→ TASK OBJECTIVE
Restate the whole of the data below word for word, skipping the images.

→ INPUT DATA

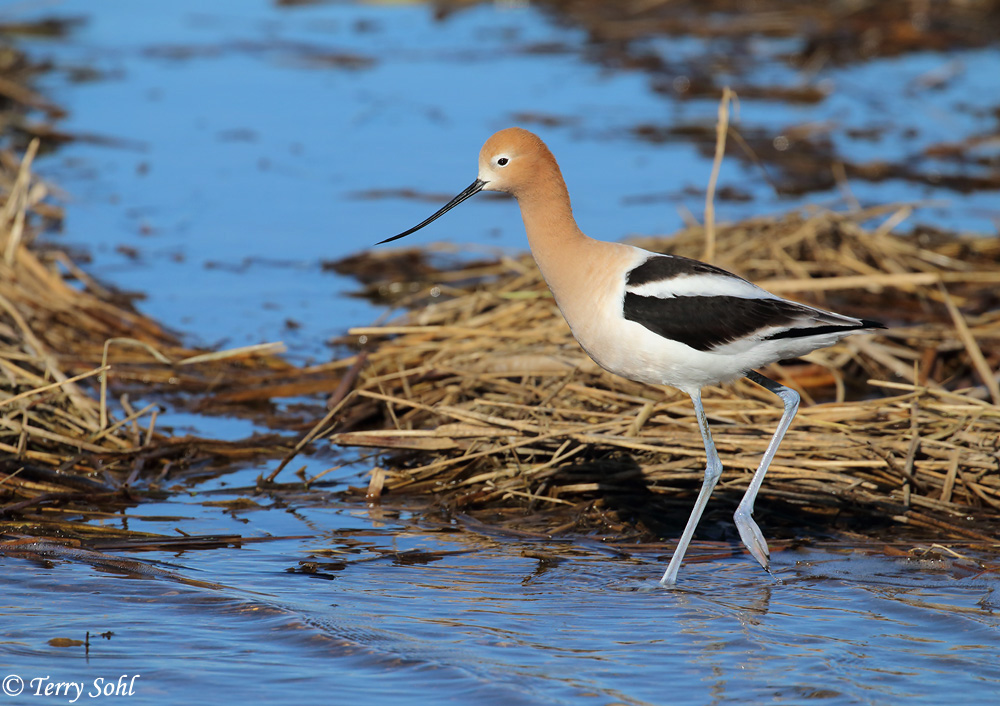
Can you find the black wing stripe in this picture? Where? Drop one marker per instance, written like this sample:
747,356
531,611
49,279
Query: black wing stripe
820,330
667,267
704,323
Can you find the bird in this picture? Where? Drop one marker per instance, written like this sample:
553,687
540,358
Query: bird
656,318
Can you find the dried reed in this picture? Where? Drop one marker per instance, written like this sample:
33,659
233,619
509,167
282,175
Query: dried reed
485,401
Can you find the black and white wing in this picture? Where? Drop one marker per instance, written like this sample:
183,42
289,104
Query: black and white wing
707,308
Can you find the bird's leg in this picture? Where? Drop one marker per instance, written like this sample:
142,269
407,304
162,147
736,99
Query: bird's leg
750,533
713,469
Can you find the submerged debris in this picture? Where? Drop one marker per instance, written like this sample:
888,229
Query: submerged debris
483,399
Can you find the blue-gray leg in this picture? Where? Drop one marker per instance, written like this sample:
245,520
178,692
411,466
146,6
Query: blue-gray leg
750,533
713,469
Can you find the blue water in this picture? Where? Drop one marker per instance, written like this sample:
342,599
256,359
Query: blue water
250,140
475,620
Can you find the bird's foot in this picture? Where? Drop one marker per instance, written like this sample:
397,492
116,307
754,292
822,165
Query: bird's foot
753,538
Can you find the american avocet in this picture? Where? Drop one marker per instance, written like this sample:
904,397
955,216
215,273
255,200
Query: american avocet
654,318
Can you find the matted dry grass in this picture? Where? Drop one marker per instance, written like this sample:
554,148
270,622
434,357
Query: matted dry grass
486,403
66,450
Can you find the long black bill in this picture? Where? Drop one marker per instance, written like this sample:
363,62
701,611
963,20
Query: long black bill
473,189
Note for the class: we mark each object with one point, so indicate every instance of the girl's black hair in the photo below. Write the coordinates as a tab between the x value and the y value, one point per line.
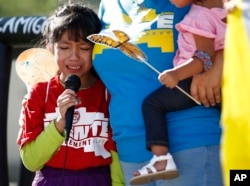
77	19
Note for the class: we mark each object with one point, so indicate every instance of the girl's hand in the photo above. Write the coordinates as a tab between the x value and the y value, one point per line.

→ OUTPUT OF THE EXERCISE
Can you find the black wing stripe in this picture? Where? Drop one marker per instance, written like this sample:
747,356
531,611
49,279
Query: black wing stripe
820,330
667,267
704,323
Can you find the bird in this picture? Where? Drop one marker per instance, written like this sample:
553,687
540,358
Query: bird
656,318
Can you find the dried reed in this picture? Where? Drop one marker per instance, written like this sample:
33,659
233,619
509,167
282,175
Query: dried reed
485,401
Can you find the black and white wing in this picture? Where? Drop one marker per instance, written like this sample:
183,42
289,104
Query: black and white wing
707,308
Can you find the bird's leg in this picture? Where? Drop one marker per instance, written like this sample:
142,269
407,304
162,147
736,99
Query: bird's leg
750,533
713,469
Can you find the submerged debris in this picture? Where? Drop one marker per instance, written like this sample:
888,229
Query: submerged debris
483,399
Can you find the blue-gray leg in this picture? Where? Drop one marker per instance, written like this sample:
245,520
178,692
411,466
146,6
Query: blue-gray leg
750,533
713,469
Can you find the blue water in this picture? Where? Drop one marker per instance, written like this sample:
342,599
256,359
Query: blue water
250,140
475,620
Can you find the bird's foot in this picture? Where? Drop one marker per instance, written like this sample:
397,492
116,307
754,292
822,165
Query: bird's foot
753,538
Can you find the american avocet in this picture? Where? Drop one marker per instance, written like this sample:
904,397
955,216
215,273
255,200
Query: american avocet
654,318
Can you find the matted dry grass in this picture? Where? Drop one marker per instance, written like this sample:
554,148
270,622
434,357
Query: matted dry grass
486,403
66,450
Can you find the long black bill in this picture? Where? Drop one marker per instance, written like this sample:
363,62
701,611
963,20
Query: long black bill
473,189
Note for the class: we mark each object with one point, so indicate every instance of the girl's black hair in the photo below. Write the coordinates as a tab between the x value and the y value, one point per line.
77	19
Note for the class: we mark each object with one point, so indicate every instance of the girl's hand in the photo above. Write the coordinates as a tab between the x value and the y value, one point per line.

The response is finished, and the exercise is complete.